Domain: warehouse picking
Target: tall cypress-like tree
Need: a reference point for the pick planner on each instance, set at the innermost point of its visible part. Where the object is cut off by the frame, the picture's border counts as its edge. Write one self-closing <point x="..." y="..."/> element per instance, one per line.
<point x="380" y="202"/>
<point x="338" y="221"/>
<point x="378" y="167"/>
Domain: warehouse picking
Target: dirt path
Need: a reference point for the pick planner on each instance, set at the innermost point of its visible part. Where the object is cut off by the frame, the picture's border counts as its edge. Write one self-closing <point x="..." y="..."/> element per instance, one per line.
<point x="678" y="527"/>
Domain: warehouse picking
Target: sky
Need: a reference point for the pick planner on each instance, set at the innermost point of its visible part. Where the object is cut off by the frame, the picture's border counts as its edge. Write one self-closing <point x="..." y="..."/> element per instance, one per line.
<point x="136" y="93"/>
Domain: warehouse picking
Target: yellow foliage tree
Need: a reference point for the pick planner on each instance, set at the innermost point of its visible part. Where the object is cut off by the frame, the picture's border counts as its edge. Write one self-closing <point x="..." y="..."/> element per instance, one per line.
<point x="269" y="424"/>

★ ★ ★

TASK
Quote all the records. Keep every word exact.

FINISHED ANSWER
Domain: warehouse picking
Target: tall cypress-like tree
Need: a reference point for the pick planner on each instance, set at the innermost point of its visible part. Where the object is cut off by the frame, the picture's border counts as its edge. Write one self-closing <point x="..." y="..."/> element per instance, one per line.
<point x="380" y="202"/>
<point x="338" y="221"/>
<point x="378" y="167"/>
Domain: warehouse picking
Target: dirt path
Need: a reference point for the pick planner on each instance, set at the innermost point of its visible part. Where the object is cut off by the frame, the picture's border counts as its edge. Write one self-closing <point x="..." y="..."/> element per instance, one per line.
<point x="678" y="527"/>
Domain: warehouse picking
Target: sky
Need: a reference point for the pick planner on each instance, set at the innermost point of its visible part. Where the object is cut off by the frame, the picture's border counts as its edge. Write one self-closing <point x="..." y="..."/> element per instance, one per line.
<point x="136" y="93"/>
Domain: warehouse picking
Target: yellow foliage tree
Need: a reference point for the pick planner on each instance, set at the innermost point of its visible part. Where the object is cut off by the frame, the picture's border counts as its edge. Write one self-closing <point x="..." y="..."/> element per instance, one per line.
<point x="269" y="424"/>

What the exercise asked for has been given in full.